### Problem details
Taking the line with "box: [182, 35, 211, 88]" as the first and the line with "box: [78, 110, 92, 121]" as the last, set down exactly every line in that range from the entries below, and no more.

[Saved data entries]
● ● ● ●

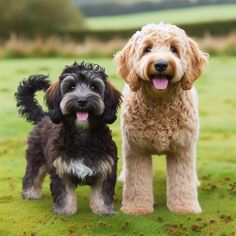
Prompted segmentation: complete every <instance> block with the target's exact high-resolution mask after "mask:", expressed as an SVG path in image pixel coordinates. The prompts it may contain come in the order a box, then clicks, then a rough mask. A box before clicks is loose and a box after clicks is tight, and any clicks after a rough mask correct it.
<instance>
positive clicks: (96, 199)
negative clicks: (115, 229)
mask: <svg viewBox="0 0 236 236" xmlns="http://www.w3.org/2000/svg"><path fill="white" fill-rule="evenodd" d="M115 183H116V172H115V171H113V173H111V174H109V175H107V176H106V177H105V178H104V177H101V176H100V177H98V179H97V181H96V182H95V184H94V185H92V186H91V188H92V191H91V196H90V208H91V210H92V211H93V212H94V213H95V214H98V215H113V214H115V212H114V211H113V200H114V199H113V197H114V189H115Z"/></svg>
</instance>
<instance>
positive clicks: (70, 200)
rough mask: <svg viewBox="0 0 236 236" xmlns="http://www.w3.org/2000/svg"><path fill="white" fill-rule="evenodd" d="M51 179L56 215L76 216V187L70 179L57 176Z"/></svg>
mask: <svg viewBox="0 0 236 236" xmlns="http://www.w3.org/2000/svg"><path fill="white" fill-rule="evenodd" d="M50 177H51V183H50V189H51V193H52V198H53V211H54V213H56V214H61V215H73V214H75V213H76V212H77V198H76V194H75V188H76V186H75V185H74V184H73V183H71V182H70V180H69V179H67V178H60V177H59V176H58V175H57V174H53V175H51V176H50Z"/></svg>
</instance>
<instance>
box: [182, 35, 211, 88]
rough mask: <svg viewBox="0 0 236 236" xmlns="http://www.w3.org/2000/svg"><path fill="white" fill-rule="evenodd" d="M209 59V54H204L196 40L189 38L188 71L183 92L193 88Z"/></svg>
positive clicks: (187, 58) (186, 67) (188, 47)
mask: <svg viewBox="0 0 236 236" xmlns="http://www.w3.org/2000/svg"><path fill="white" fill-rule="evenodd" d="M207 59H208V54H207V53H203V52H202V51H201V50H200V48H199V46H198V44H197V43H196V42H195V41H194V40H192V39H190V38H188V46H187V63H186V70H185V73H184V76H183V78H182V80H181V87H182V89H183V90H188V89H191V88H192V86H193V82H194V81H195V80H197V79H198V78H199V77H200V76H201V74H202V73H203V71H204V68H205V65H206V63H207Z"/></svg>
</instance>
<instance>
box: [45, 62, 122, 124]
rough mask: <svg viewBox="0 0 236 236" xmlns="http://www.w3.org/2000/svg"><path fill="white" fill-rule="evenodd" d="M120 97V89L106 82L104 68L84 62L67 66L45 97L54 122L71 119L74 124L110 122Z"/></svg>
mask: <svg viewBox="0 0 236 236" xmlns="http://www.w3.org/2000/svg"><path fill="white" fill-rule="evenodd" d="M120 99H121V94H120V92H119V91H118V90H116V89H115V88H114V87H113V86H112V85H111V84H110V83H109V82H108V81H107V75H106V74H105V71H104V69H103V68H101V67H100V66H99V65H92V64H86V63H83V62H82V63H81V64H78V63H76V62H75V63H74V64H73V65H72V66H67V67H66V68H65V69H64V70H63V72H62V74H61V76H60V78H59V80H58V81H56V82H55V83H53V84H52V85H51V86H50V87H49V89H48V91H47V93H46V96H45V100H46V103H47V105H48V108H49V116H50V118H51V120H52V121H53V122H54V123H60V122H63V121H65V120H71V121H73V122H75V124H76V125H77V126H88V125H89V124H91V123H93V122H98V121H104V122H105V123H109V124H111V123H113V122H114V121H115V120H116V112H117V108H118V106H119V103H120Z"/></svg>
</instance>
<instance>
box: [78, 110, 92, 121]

● ● ● ●

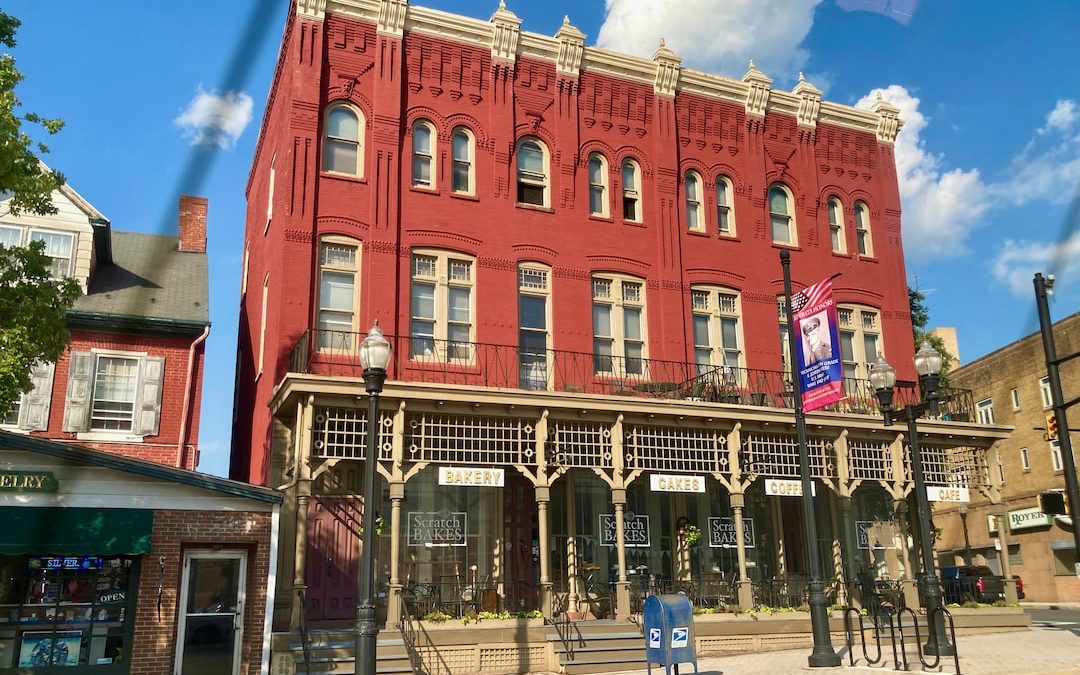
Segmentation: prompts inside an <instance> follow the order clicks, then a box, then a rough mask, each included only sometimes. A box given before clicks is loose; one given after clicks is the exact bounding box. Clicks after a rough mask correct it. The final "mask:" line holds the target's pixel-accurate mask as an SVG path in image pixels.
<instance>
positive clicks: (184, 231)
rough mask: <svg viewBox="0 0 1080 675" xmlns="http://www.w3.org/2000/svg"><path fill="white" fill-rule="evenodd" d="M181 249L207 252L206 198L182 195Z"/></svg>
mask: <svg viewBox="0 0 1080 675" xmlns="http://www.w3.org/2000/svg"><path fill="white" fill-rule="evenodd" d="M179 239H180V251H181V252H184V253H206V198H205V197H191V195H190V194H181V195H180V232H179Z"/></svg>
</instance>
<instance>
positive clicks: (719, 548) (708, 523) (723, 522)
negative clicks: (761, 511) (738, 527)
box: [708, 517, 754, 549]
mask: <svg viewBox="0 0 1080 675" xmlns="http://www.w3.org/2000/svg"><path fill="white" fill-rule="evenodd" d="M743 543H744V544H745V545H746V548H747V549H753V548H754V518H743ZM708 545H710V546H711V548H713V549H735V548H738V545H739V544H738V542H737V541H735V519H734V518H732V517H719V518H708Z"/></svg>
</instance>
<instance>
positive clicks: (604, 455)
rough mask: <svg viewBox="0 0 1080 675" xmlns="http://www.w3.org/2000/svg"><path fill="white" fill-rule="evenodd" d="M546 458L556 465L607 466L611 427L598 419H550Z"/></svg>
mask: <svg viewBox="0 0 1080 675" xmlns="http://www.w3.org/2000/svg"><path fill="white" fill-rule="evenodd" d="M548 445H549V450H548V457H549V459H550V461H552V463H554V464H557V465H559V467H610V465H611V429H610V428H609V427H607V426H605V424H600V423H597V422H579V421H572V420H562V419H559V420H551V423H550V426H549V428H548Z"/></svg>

● ● ● ●

### Task response
box: [182, 35, 211, 88]
rough mask: <svg viewBox="0 0 236 236" xmlns="http://www.w3.org/2000/svg"><path fill="white" fill-rule="evenodd" d="M209 59V54H204L196 40L189 38L188 71L183 92L193 88Z"/></svg>
positive clicks: (187, 58) (186, 67) (188, 47)
mask: <svg viewBox="0 0 236 236" xmlns="http://www.w3.org/2000/svg"><path fill="white" fill-rule="evenodd" d="M207 59H208V54H207V53H203V52H202V51H201V50H200V48H199V46H198V44H197V43H196V42H195V41H194V40H192V39H190V38H188V46H187V63H186V70H185V73H184V76H183V78H182V80H181V87H182V89H183V90H188V89H191V88H192V86H193V82H194V81H195V80H197V79H198V78H199V77H200V76H201V74H202V73H203V71H204V68H205V65H206V63H207Z"/></svg>
</instance>
<instance>
box: [45, 62, 122, 124]
rough mask: <svg viewBox="0 0 236 236" xmlns="http://www.w3.org/2000/svg"><path fill="white" fill-rule="evenodd" d="M120 97V89L106 82L104 68L84 62L67 66L45 97L54 122L71 119L74 124L110 122Z"/></svg>
mask: <svg viewBox="0 0 236 236" xmlns="http://www.w3.org/2000/svg"><path fill="white" fill-rule="evenodd" d="M120 99H121V94H120V92H119V91H118V90H116V89H115V88H114V87H113V86H112V85H111V84H110V83H109V82H108V81H107V75H106V74H105V71H104V69H103V68H101V67H100V66H99V65H92V64H86V63H83V62H82V63H81V64H78V63H76V62H75V63H74V64H73V65H72V66H67V67H66V68H65V69H64V70H63V72H62V74H61V76H60V78H59V80H58V81H56V82H55V83H53V84H52V85H51V86H50V87H49V89H48V91H47V93H46V96H45V100H46V103H47V105H48V108H49V116H50V118H51V120H52V121H53V122H54V123H60V122H63V121H65V120H71V121H73V122H75V124H76V125H77V126H88V125H89V124H91V123H93V122H98V121H104V122H105V123H109V124H111V123H113V122H114V121H115V120H116V112H117V108H118V106H119V103H120Z"/></svg>
</instance>
<instance>
box: [78, 110, 92, 121]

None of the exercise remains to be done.